(Material shown)
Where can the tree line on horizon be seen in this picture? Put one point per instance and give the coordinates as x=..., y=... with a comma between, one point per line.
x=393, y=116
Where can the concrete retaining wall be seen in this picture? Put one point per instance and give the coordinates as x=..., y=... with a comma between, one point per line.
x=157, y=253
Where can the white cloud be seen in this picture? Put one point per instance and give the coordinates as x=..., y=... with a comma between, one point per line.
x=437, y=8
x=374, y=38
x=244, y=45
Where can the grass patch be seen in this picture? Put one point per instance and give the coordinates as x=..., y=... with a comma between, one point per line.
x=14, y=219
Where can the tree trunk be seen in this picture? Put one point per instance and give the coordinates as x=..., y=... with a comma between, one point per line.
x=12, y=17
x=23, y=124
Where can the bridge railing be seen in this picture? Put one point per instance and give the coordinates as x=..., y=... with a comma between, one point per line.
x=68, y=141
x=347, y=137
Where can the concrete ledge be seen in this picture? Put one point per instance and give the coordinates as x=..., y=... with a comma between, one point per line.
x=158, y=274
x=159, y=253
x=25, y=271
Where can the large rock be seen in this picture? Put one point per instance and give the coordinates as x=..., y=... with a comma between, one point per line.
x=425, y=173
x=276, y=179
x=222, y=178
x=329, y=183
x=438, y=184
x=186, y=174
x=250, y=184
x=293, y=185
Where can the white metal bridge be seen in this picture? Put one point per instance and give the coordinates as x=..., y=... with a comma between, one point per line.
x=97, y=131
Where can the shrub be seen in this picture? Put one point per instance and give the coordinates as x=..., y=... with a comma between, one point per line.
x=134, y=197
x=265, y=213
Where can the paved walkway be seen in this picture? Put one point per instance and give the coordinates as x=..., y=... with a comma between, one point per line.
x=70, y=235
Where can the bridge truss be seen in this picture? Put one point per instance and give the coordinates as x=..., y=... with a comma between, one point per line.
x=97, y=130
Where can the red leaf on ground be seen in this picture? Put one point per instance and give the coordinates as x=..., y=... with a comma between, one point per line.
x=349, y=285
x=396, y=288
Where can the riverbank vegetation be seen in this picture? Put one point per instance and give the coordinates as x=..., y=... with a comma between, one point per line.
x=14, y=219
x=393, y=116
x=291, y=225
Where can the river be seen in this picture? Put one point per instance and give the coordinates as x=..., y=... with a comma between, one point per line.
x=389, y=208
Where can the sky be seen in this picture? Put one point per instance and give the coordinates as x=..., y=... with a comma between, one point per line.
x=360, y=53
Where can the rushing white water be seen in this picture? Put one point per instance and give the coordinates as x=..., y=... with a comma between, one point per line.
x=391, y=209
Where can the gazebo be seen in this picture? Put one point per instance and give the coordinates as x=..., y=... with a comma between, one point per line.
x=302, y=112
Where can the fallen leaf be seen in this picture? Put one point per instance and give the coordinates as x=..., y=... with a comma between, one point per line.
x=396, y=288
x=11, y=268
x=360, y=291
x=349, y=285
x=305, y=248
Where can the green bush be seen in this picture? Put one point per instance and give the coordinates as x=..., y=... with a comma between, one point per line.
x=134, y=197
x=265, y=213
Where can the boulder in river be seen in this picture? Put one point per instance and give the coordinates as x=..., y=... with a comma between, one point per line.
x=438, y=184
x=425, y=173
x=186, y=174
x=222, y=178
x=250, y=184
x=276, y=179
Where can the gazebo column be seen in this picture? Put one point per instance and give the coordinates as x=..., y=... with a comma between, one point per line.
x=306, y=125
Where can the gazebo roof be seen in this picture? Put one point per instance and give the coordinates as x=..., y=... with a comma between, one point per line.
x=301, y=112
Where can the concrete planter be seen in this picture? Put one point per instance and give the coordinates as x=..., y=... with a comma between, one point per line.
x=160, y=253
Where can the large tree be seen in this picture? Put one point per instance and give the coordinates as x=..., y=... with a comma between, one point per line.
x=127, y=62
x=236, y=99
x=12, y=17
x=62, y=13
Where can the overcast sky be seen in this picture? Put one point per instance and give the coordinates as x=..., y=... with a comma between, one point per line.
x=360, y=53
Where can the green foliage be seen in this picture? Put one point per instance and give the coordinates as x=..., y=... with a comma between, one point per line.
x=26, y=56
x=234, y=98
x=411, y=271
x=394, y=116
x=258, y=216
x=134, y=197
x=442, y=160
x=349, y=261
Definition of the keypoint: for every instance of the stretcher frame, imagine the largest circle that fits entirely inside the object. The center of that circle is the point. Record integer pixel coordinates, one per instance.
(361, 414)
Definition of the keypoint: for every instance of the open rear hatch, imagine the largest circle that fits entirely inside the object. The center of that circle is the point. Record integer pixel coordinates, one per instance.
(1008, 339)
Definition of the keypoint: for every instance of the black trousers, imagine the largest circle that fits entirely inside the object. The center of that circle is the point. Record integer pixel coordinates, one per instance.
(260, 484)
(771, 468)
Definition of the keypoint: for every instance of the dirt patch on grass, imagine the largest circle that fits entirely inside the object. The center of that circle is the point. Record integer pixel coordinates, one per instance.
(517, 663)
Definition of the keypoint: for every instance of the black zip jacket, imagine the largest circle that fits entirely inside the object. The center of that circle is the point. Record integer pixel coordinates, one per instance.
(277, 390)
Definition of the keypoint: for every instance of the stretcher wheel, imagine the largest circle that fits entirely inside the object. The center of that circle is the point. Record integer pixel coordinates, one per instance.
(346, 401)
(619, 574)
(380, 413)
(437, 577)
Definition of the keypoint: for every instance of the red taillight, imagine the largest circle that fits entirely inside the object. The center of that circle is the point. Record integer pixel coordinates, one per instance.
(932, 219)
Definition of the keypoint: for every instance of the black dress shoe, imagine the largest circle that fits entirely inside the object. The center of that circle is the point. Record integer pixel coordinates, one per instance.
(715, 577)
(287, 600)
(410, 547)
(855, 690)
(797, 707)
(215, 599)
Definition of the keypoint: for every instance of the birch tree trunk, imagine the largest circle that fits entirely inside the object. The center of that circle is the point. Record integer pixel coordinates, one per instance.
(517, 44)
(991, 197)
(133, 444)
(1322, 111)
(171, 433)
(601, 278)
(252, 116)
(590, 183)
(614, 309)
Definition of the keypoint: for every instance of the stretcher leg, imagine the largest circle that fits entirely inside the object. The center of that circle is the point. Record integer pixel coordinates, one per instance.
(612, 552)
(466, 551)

(Goal of the exercise)
Please rewrite the listing above as a numbered list, one line per item, and leave out any blank lines.

(Full solution)
1. Where can the tree line on horizon be seen in this picture? Put one point per instance and give the coordinates as x=..., y=... with a comma between, one point per line.
2. x=393, y=116
3. Where can the concrete retaining wall be seen in this picture? Put one point per instance and give the coordinates as x=..., y=... with a comma between, one point per line.
4. x=157, y=253
5. Where can the white cloud be seen in this picture? Put one point per instance and give the coordinates as x=..., y=... with a comma between, one point per line.
6. x=437, y=8
7. x=374, y=38
8. x=244, y=45
9. Where can the grass patch be seen in this picture? Put one point per instance and give the coordinates as x=..., y=... with a comma between, one point per line.
10. x=14, y=219
11. Where can the tree trunk be seen in this picture? Put one point per instance and give the coordinates as x=..., y=... with a comma between, one point per line.
12. x=12, y=17
13. x=23, y=124
14. Where can the bridge railing be seen in this picture? Put one point per instance and give the coordinates as x=..., y=... with a comma between, one point per line.
15. x=68, y=141
16. x=347, y=137
17. Where can the concrete ledge be seen in this picture? Put one point per instance and give the coordinates as x=..., y=... with a comma between, one point per line.
18. x=158, y=274
19. x=159, y=253
20. x=25, y=271
21. Where can the large rock be seen in this picture? Put one point per instance and give the coordinates as x=..., y=... with a comma between, one point per line.
22. x=425, y=173
23. x=276, y=179
24. x=222, y=178
25. x=329, y=183
26. x=438, y=184
27. x=186, y=174
28. x=250, y=184
29. x=293, y=185
30. Where can the white metal bridge be seen in this picture? Put one point per instance and give the coordinates as x=..., y=... with a comma between, one point per line.
31. x=97, y=131
32. Where can the shrub be seen in this picture? Put one point per instance and give the coordinates as x=..., y=... with a comma between, one point per line.
33. x=134, y=197
34. x=265, y=213
35. Where can the paved walkway be seen in this picture? Put one point per instance and give the coordinates as x=..., y=... with a comma between, one point per line.
36. x=70, y=235
37. Where can the bridge truss be seen in this picture? Put one point per instance and give the coordinates as x=..., y=... with a comma between, one point per line.
38. x=97, y=130
39. Where can the red leaf on ground be seen in this picture? Put one point per instance and give the coordinates as x=..., y=... with a comma between, one point per line.
40. x=349, y=285
41. x=396, y=288
42. Where can the riverbank vegetation be seen in this picture? Put one point per instance and give the coordinates as x=..., y=... with a comma between, one point per line.
43. x=14, y=219
44. x=393, y=116
45. x=291, y=225
46. Where can the river be seen in this picture? Put one point per instance and give the coordinates as x=..., y=... with a comma between, one point per line.
47. x=389, y=208
48. Where can the sky be seen in this picture? Put one point per instance and give the coordinates as x=..., y=... with a comma between, one point per line.
49. x=360, y=53
50. Where can the rushing white water be seen in this picture? Put one point per instance and give the coordinates as x=..., y=... with a comma between, one point per line.
51. x=391, y=209
52. Where can the gazebo be seen in this picture? Put one point per instance and give the coordinates as x=..., y=... with a comma between, one point per line.
53. x=302, y=112
54. Where can the fallen leaf be seen in this picture? Put one point per instance and give the coordinates as x=..., y=... with a comma between, one point per line.
55. x=396, y=288
56. x=11, y=268
57. x=360, y=291
58. x=349, y=285
59. x=305, y=248
60. Where can the green bush be seen in this picture? Put one point per instance and give the coordinates as x=..., y=... with a comma between, one point per line.
61. x=134, y=197
62. x=265, y=213
63. Where can the boulder in river be seen in this picture? Put one point per instance and give the coordinates as x=..., y=... with a comma between, one point per line.
64. x=438, y=184
65. x=425, y=173
66. x=186, y=174
67. x=222, y=178
68. x=250, y=184
69. x=276, y=179
70. Where can the gazebo column be seen in this picture? Put one point per instance and give the coordinates as x=..., y=... with a comma between, one point per line.
71. x=306, y=125
72. Where can the gazebo roof be seen in this picture? Put one point per instance and give the coordinates as x=..., y=... with a comma between, one point per line.
73. x=301, y=112
74. Where can the concrete planter be seen in this picture? Put one point per instance and give the coordinates as x=..., y=... with a comma between, one point per line.
75. x=160, y=253
76. Where can the large tree be seen in this picture? Put one point per instance and give the coordinates as x=..., y=... with a comma between, one point per line.
77. x=127, y=62
78. x=236, y=99
79. x=12, y=17
80. x=62, y=13
81. Where can the overcast sky be seen in this picture? Put one point per instance and give the coordinates as x=..., y=... with a comma between, one point per line.
82. x=360, y=53
83. Where can the green foliage be seen in this picture? Put one point per instance and give the coordinates as x=..., y=... with a comma between, one point per line.
84. x=26, y=56
85. x=234, y=98
86. x=411, y=271
87. x=394, y=116
88. x=258, y=216
89. x=134, y=197
90. x=442, y=160
91. x=349, y=261
92. Definition of the keypoint: for every instance of the stretcher frame, imagine the largest circle that fits entirely inside the object. The center of that circle is the point. Record integer pixel coordinates, one per instance.
93. (361, 414)
94. Definition of the keypoint: for every instance of the open rear hatch, imagine the largest circle that fits entirely inside the object. The center of that circle is the point. Record integer pixel coordinates, one per instance.
95. (1008, 339)
96. Definition of the keypoint: for every instance of the black trousers, imagine the largest circle that fits entirely inside the object. The center of that circle is the point. Record integer pixel coordinates, one per instance.
97. (260, 484)
98. (771, 468)
99. Definition of the keypoint: for every instance of the dirt patch on grass, imagine the largest circle that fits entirely inside the object. The center of that circle is the point. Record integer pixel coordinates, one per instance.
100. (517, 663)
101. Definition of the keypoint: for every instance of the black zip jacket, imagine the largest circle that fits entirely inside the object. The center of that circle is the point. Record integer pixel coordinates, one per instance.
102. (277, 390)
103. Definition of the keypoint: for every instance of the stretcher wheel, imagine the largest circle that fits entirely inside the object. The center of that circle is the point. Record integer pixel coordinates, one per instance.
104. (346, 401)
105. (619, 574)
106. (380, 413)
107. (437, 577)
108. Definition of the keypoint: for every instance of the red taillight, imagine the largest circle that fits entirely inside the object. The center of that circle is the point. Record integer pixel coordinates, one per instance.
109. (932, 219)
110. Definition of the keypoint: for every instance of the black dress shoe, imagine the largest circle that fits entirely inside the object. The center of that circle is the point. Record integer pixel coordinates, one per instance.
111. (715, 577)
112. (287, 600)
113. (410, 547)
114. (855, 690)
115. (797, 707)
116. (215, 599)
117. Definition of the keypoint: for every instance of the birch tree trunk, imagine the largest circle that fits entirely inside the object. The center of that circle is the point. Record integer pixel coordinates, one per instance.
118. (517, 44)
119. (991, 197)
120. (133, 444)
121. (1322, 111)
122. (171, 433)
123. (601, 278)
124. (252, 116)
125. (590, 183)
126. (614, 309)
127. Definition of the keypoint: for every instance of the stretcher leg, imagine the largest circle that fits entirely inside the object. The center of that circle is the point. Record integer pixel coordinates, one per instance.
128. (612, 552)
129. (466, 551)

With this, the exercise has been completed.